* Exercise prompt
Extract every entry word for word.

Collected data entries:
━━━

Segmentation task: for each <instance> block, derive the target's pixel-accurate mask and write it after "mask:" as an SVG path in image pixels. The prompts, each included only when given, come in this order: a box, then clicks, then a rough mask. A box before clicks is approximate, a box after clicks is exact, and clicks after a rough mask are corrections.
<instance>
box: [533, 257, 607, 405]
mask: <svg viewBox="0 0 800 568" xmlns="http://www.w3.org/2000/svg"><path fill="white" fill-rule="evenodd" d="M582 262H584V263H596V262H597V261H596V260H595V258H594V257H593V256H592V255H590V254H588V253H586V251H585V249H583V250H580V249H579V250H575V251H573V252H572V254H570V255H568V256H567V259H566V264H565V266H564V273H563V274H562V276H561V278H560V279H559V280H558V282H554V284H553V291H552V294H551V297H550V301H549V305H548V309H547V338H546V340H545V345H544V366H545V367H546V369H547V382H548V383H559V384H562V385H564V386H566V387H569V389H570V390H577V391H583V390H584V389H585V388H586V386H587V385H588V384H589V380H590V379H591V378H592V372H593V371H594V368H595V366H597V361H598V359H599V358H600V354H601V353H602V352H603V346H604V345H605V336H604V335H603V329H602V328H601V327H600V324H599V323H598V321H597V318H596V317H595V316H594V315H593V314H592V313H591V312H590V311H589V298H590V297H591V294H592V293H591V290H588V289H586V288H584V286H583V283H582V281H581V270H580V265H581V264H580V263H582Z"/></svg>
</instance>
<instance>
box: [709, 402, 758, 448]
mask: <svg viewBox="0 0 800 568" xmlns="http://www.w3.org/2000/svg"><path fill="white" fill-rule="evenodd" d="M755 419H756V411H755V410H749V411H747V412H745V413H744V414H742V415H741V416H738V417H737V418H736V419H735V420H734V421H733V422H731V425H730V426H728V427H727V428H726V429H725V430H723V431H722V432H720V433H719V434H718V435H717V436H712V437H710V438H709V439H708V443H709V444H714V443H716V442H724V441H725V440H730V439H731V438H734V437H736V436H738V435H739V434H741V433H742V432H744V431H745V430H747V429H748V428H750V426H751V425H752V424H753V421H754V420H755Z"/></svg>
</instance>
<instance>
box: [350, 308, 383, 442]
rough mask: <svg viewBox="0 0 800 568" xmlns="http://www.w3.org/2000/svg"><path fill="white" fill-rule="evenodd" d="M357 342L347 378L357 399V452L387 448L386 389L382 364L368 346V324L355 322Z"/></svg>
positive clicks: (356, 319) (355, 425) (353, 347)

━━━

* Answer to the problem
Segmentation task: for each <instance> block, derive the target's pixel-accurate mask and write it after "mask:" as an SVG path in image pixels. The prompts, each included only when given, come in this order: a box, then clicks, then a rough mask. A box before clicks is approximate, a box after clicks is exact, and clicks after a rough mask are corrections.
<instance>
box: [533, 257, 607, 405]
mask: <svg viewBox="0 0 800 568" xmlns="http://www.w3.org/2000/svg"><path fill="white" fill-rule="evenodd" d="M582 262H584V263H596V262H597V261H596V260H595V258H594V257H593V256H592V255H590V254H588V253H586V251H585V249H583V250H580V249H579V250H575V251H573V252H572V254H570V255H568V256H567V259H566V264H565V266H564V273H563V274H562V276H561V278H560V279H559V280H558V282H554V284H553V291H552V294H551V297H550V301H549V305H548V309H547V338H546V340H545V345H544V366H545V367H546V369H547V382H548V383H559V384H562V385H564V386H566V387H569V389H570V390H577V391H583V390H584V389H585V388H586V386H587V385H588V384H589V380H590V379H591V378H592V372H593V371H594V368H595V366H597V361H598V359H599V358H600V354H601V353H602V352H603V346H604V345H605V336H604V335H603V329H602V328H601V327H600V324H599V323H598V321H597V318H596V317H595V316H594V315H593V314H592V313H591V312H590V311H589V298H590V297H591V294H592V293H591V290H588V289H586V288H584V286H583V283H582V281H581V270H580V265H581V264H580V263H582Z"/></svg>
</instance>
<instance>
box: [709, 402, 758, 448]
mask: <svg viewBox="0 0 800 568" xmlns="http://www.w3.org/2000/svg"><path fill="white" fill-rule="evenodd" d="M755 419H756V411H755V410H749V411H747V412H745V413H744V414H742V415H741V416H738V417H737V418H736V419H735V420H734V421H733V422H731V425H730V426H728V427H727V428H726V429H725V430H723V431H722V432H720V433H719V434H718V435H717V436H712V437H710V438H709V439H708V443H709V444H714V443H716V442H724V441H725V440H730V439H731V438H734V437H736V436H738V435H739V434H741V433H742V432H744V431H745V430H747V429H748V428H750V426H751V425H752V424H753V421H754V420H755Z"/></svg>
</instance>
<instance>
box: [350, 308, 383, 442]
rough mask: <svg viewBox="0 0 800 568" xmlns="http://www.w3.org/2000/svg"><path fill="white" fill-rule="evenodd" d="M357 342L347 378L357 399V452L387 448L386 389L382 364L368 346V324L355 322Z"/></svg>
positive clicks: (356, 319) (355, 425) (353, 347)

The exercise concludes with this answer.